# [What is expected]
All that is needed is the line containing "archway in this photo." together with each line after it, transcribed exactly to the end of the records.

# [Source data]
::::
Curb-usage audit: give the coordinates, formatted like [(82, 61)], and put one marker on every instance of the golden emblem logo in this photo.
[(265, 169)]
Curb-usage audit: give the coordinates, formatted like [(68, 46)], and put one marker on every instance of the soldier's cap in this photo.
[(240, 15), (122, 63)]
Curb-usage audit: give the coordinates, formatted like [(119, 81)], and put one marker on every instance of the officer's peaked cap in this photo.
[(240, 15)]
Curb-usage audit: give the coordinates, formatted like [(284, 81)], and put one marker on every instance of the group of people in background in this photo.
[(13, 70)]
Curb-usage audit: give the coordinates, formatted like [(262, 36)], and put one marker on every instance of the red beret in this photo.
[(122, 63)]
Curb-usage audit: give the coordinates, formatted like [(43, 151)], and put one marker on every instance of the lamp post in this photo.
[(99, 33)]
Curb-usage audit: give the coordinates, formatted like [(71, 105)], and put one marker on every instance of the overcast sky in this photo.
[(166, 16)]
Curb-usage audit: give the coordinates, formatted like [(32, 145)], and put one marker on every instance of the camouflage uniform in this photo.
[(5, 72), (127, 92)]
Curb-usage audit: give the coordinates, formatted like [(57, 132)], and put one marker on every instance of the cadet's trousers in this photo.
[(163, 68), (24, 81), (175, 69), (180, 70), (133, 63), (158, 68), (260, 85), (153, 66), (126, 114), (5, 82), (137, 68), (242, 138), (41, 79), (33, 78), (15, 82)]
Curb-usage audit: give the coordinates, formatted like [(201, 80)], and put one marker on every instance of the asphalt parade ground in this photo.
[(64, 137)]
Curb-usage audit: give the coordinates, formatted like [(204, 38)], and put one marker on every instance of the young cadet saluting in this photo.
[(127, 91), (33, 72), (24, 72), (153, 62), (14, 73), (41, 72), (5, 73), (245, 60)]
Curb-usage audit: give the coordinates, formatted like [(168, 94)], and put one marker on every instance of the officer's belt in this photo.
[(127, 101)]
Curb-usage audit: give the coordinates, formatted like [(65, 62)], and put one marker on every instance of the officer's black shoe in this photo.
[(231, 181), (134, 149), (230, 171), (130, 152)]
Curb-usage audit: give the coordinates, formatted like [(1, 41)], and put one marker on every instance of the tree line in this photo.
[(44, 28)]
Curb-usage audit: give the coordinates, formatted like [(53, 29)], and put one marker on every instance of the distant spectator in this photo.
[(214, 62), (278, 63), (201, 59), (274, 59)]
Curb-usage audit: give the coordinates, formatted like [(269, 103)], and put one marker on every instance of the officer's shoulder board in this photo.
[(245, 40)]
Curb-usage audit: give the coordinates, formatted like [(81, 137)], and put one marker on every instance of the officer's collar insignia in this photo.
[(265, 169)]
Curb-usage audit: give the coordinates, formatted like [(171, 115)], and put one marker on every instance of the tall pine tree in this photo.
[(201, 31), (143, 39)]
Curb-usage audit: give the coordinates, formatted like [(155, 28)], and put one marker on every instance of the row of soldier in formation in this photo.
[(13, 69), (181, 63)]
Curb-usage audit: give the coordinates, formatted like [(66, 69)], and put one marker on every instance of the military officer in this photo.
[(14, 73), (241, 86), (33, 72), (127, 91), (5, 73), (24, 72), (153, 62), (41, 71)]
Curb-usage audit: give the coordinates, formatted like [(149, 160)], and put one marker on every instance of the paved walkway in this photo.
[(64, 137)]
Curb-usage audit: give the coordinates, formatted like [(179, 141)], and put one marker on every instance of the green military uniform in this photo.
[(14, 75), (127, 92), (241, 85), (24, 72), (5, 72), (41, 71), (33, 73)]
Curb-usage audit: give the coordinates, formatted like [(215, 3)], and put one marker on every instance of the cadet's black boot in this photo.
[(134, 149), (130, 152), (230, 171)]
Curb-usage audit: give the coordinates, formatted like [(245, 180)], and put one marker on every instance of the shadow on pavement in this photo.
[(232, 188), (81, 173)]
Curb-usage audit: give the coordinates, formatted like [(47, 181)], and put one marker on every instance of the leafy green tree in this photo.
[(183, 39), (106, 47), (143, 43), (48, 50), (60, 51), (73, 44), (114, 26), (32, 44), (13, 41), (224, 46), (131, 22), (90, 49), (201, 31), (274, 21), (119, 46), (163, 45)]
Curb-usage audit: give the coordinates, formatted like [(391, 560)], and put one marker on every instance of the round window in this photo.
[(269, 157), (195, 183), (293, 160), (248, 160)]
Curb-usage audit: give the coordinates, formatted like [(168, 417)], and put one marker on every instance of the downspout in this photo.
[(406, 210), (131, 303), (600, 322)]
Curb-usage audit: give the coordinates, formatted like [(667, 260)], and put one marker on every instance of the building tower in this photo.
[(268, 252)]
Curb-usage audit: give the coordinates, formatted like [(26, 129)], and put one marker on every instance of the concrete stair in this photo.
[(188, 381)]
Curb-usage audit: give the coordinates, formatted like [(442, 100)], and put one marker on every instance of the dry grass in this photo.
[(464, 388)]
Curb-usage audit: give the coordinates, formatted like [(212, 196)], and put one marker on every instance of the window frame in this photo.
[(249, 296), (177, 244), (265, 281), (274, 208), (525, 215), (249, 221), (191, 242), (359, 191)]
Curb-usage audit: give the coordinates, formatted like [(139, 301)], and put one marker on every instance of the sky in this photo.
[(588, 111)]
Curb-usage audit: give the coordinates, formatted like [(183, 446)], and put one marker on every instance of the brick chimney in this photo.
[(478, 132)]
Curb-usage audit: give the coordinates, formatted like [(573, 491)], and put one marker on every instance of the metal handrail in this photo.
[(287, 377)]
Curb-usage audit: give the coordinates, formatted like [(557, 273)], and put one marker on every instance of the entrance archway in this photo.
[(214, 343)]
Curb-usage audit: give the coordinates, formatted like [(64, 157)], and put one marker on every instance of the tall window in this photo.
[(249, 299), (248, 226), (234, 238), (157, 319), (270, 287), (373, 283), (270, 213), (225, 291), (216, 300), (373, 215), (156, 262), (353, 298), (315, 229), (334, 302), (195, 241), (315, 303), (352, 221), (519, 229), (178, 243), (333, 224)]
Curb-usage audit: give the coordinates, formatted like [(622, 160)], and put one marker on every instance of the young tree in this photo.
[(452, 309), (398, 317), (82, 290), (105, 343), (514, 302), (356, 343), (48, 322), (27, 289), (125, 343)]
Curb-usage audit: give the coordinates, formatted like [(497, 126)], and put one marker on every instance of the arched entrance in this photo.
::::
# [Completed task]
Curb-usage audit: give the coordinates, formatted like [(557, 273)], and put one marker on every instance of the entrance archway in this photo.
[(214, 343)]
Curb-usage audit: give the coordinates, formatted like [(64, 157)], and put one marker on every instance of the tall window in this photo.
[(249, 299), (248, 226), (234, 238), (157, 319), (270, 287), (373, 283), (270, 213), (225, 291), (216, 300), (373, 215), (156, 262), (353, 298), (315, 229), (334, 302), (195, 241), (315, 303), (352, 221), (519, 229), (178, 243), (333, 224)]
Curb-usage audit: give the coordinates, formatted like [(622, 160)], and put one marker on every instance of the young tree in this photo.
[(452, 309), (398, 317), (82, 290), (105, 343), (514, 302), (356, 343), (48, 322), (27, 289), (125, 343)]
Curb-usage audit: give the coordinates, formatted like [(497, 126)], and put one marker on every instance of the arched entrance in this photo.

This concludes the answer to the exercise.